# [WORK TO DO]
Put all of the lines below into a numbered list, leaving out blank lines. Omit the pictures from your answer.

Photo object pointing lines
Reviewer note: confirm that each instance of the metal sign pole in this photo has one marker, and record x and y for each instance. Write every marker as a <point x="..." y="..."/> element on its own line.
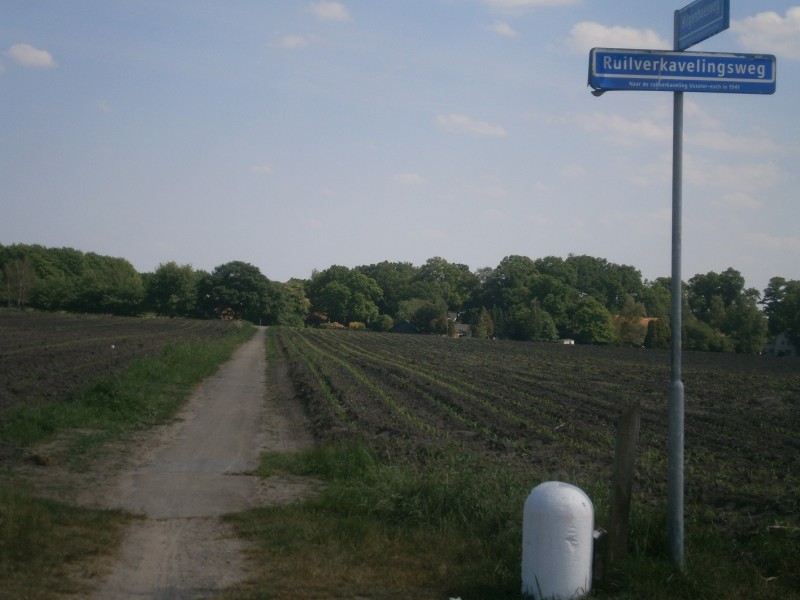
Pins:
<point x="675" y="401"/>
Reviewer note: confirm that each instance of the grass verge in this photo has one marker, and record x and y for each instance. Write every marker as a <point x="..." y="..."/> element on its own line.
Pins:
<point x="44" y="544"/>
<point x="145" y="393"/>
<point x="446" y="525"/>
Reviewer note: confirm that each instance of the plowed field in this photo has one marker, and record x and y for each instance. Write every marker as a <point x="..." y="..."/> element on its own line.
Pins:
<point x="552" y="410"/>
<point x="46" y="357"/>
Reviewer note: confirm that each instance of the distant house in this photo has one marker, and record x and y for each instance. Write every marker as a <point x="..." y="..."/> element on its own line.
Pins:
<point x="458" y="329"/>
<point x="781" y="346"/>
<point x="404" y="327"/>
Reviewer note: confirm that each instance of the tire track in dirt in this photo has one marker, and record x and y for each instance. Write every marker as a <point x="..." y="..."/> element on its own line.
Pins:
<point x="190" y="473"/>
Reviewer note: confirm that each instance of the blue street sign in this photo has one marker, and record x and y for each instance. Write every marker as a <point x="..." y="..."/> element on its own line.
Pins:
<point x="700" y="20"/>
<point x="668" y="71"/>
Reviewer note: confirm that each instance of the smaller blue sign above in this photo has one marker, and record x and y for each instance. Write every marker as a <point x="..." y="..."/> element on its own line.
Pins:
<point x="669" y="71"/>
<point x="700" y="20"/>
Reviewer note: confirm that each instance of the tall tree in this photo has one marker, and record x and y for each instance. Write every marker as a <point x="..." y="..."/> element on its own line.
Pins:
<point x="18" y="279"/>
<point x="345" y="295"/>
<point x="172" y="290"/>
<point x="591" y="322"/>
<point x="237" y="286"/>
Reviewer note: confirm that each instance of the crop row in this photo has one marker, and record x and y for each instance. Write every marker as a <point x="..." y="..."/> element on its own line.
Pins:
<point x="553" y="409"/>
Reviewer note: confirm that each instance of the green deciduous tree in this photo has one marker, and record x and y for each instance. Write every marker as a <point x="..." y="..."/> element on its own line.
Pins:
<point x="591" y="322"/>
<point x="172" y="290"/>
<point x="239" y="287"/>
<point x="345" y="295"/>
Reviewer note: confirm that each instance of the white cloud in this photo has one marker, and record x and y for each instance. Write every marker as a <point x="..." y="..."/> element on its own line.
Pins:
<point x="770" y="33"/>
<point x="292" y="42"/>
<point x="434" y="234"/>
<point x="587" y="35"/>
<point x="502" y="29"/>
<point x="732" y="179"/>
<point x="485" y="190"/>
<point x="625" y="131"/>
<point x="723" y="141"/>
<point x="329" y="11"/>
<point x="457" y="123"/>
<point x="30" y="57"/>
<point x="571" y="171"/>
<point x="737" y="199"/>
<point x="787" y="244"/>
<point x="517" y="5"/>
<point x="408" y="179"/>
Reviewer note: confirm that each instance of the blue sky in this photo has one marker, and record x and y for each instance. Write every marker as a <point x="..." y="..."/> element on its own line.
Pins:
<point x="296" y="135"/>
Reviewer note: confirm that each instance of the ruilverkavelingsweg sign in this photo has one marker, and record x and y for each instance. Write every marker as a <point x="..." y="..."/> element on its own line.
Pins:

# [RESULT]
1. Reviewer note: confirm that each instance of the metal sign pole in this photo has one marker, and record x and y for each instance. Write every marker as a <point x="..." y="..."/> element on its own line.
2. Pins:
3. <point x="675" y="401"/>
4. Reviewer note: confirm that each instance of the grass verge in this photo has one marker, and record x and y for each instance. Write every marker as a <point x="..." y="..."/> element on its own line.
5. Pins:
6. <point x="44" y="544"/>
7. <point x="145" y="393"/>
8. <point x="446" y="525"/>
9. Reviewer note: confirm that each instance of the plowed field in this photo has one marker, and record x and y for each instance. Write every marker as a <point x="..." y="..."/> element on its own line.
10. Pins:
11. <point x="552" y="410"/>
12. <point x="46" y="357"/>
13. Reviewer note: confirm that each instance of the distant house in this photo has one marker, and record x and y for each instance. Write every marker as a <point x="..." y="..."/> element on its own line.
14. Pins:
15. <point x="458" y="329"/>
16. <point x="781" y="346"/>
17. <point x="404" y="327"/>
18. Reviewer note: confirm that each instance of the tire track in dirt in this photo has one marker, and record x and y for each instance. Write every marker as a <point x="..." y="..."/> element on its own line.
19. Pins:
20. <point x="190" y="473"/>
21. Reviewer note: confirm that each instance of the blue street sign in this photo has one marker, and record x and y for each instance. Write every marker as a <point x="..." y="..."/> element on its own line.
22. Pins:
23. <point x="700" y="20"/>
24. <point x="668" y="71"/>
25. Reviewer note: confirm that each instance of the smaller blue sign above in this photo has one marker, and record x and y for each instance. Write every marker as a <point x="..." y="..."/> element on its own line.
26. Pins:
27. <point x="669" y="71"/>
28. <point x="700" y="20"/>
29. Reviewer note: confirm that each instance of the tall tree in this photo has one marker, and record x and y for each instance. Write every marker as a <point x="..." y="..."/> element on its own line.
30. Pins:
31. <point x="18" y="279"/>
32. <point x="345" y="295"/>
33. <point x="172" y="290"/>
34. <point x="591" y="322"/>
35. <point x="237" y="286"/>
36. Reviewer note: confirm that each instance of the crop row in this photo has one marker, and record x and y for each instance. Write every marker as a <point x="..." y="..."/> element on its own line.
37. Pins:
38. <point x="553" y="409"/>
39. Reviewer note: confirm that each instance of the green deciduous tree in this photo has one marker, and record x and y for each instance. Write every marker as a <point x="..." y="..."/> element on its own line.
40. Pins:
41. <point x="591" y="322"/>
42. <point x="172" y="290"/>
43. <point x="239" y="287"/>
44. <point x="345" y="295"/>
45. Reviewer note: confirm that each instance of the white cloud in this photo has one marker, and record x and y for each instance. Write every marker as a <point x="..." y="..."/> element on its own line.
46. Pins:
47. <point x="770" y="33"/>
48. <point x="292" y="42"/>
49. <point x="434" y="234"/>
50. <point x="587" y="35"/>
51. <point x="502" y="29"/>
52. <point x="732" y="179"/>
53. <point x="485" y="190"/>
54. <point x="625" y="131"/>
55. <point x="723" y="141"/>
56. <point x="329" y="11"/>
57. <point x="457" y="123"/>
58. <point x="30" y="57"/>
59. <point x="571" y="171"/>
60. <point x="737" y="199"/>
61. <point x="787" y="244"/>
62. <point x="517" y="5"/>
63. <point x="408" y="179"/>
64. Reviewer note: confirm that each instance of the blue sky in this photo has one marker, and record x and y for each instance. Write every marker as a <point x="..." y="..."/> element on its own line.
65. Pins:
66. <point x="296" y="135"/>
67. Reviewer note: confirm that each instance of the ruilverkavelingsweg sign in this photo has one marker, and record x and y for each instance. Write every marker as a <point x="..." y="..."/> element on its own line.
68. Pins:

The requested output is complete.